■ **Text passage**
☆ ☆ ☆ ☆ ☆ ☆ ☆

Hi
I am currently experimenting around with OLAP functionalities of
gremlin (on Janusgraph). While I get simple queries to run like
a charm, I am encountering issues with a slightly more complex
case. I have the feeling that the devil hides somewhere in the
details, but I am currently unable to pinpoint it, and am hoping
to get some help here ...
Setup
- Managed Spark (Dataproc, Google Cloud Platform)
- 1 Master, up to 5 worker nodes (auto scaling enabled, each
nodes has roughly 40 GB memory available for Spark jobs. But I
am pretty flexible here and can easily configure more RAM, more
CPU, more cores)
- (embedded) Janusgrap 0.5.2 backed by ScyllaDB
- Tinkerpop / Spark Gremlin 3.4.7
- Spark job is a Java application
- Current graph has roughly 22 million vertices and 24 million
edges, ~65 GB storage on Scylla DB)
Use Case
I want to calculated shortcut edges between two "company"
vertices. Two companies are linked via 4 edges (see image below,
the red link is the shortcut edge I want to calculate)
Issue
Some simple queries (like g.V().count or g.E().count()) work
like a charm, so my setup is in general working. However my
shortcut edge-calculating is not.
The (simplified) query is as follows (that query is suposed to
return the top 10 related companies)
g = GraphFactory.open(configuration).traversal().withComputer(SparkGraphComputer.class)
g.V().has("company", "companyName", "company")
.as("start")
.in("has_company")
.has("deleted", false)
.repeat(
bothE()
.filter(hasLabel("has_propertyA", "has_propertyB"))
.otherV()
.simplePath())
.times(2)
.has("product", "site", "de")
.has("deleted", false)
.dedup()
.out("has_company")
.where(P.neq("start"))
.groupCount().by()
.order(Scope.local).by(select(Column.values)).limit(Scope.local, 100)
.unfold()
.project("company", "tf", "tf-idf")
.by(select(Column.keys).values("companyName"))
.by(select(Column.values)) // tf
.by(project("tf", "df") // idf
.by(select(Column.values))
.by(select(Column.keys).in("has_company").count())

☆ ☆ ☆ ☆ ☆ ☆ ☆

■ **Extracted entries**
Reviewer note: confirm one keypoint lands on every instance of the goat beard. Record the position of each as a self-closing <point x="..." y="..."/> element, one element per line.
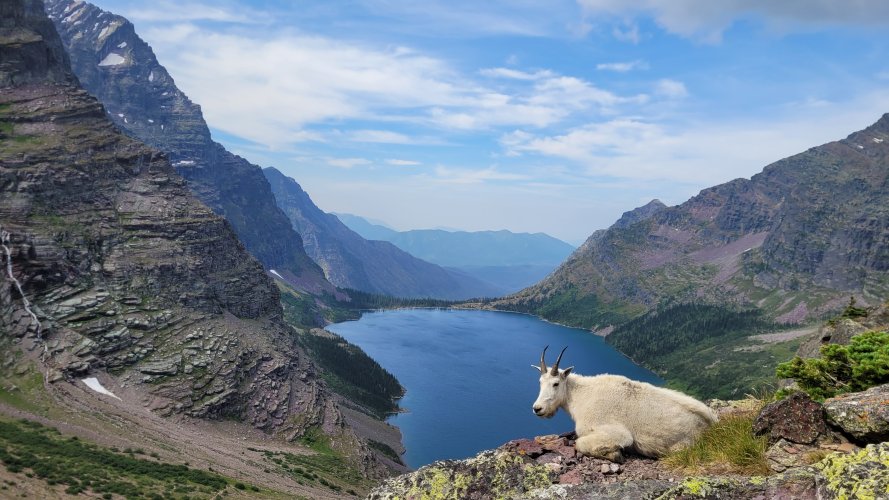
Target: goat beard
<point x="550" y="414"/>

☆ ☆ ☆ ☆ ☆ ☆ ☆

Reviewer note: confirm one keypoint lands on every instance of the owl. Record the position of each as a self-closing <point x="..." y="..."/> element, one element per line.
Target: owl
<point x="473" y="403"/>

☆ ☆ ☆ ☆ ☆ ☆ ☆

■ **Exercise requirements**
Pick up the forum post about the JanusGraph OLAP shortcut-edge query after its last line and keep writing it. These records have no connection to the text.

■ **Final result**
.math("tf *
log10(2000000/df)")) // todo
fix the hardcoded 2m
.fold()
.order(Scope.local).by(select("tf-idf"), Order.desc).limit(Scope.local, 10)
This runs into timeout or memory issues or any other weird kind
of issues, even if I give an insanely high amount of memory to
the executor (or driver), or simply stops after some time
because some executors failed 10 times.
By trying to pinpoint the issue, I executed the following
much more limited query, first on our "normal" OLTP Janusgraph
server, and then using the SparkGraphComputer.
While in the OLTP version, I get a result within seconds, I
don't if I use SparkGraphComputer. I don't expect the response
within seconds, because bringing up the whole spark context
takes its time. But I wouldn't expect hours either.
What is wrong? I assume I am using some construct somewhere that
should not be used in that mode, but I don't see what.
g.V().has("company", "companyName", "company")
.as("start")
.in("has_company")
.has("deleted", false)
.repeat(
bothE()
.filter(hasLabel("has_propertyA
", "has_propertyB
"))
.otherV()
.simplePath())
.times(2)
.has("jobOffer", "site", "de")
.has("deleted", false)
.limit(1000)
.out("has_company")
.where(P.neq("start"))
.groupCount().by()
.order(Scope.local).by(select(Column.values)).limit(Scope.local, 100)
.unfold()
.project("company", "tf", "tf-idf")
.by(select(Column.keys).values("companyName"))
.by(select(Column.values)) // tf
.by(project("tf", "df") // idf
.by(select(Column.values))
.by(select(Column.keys).in("has_company").count())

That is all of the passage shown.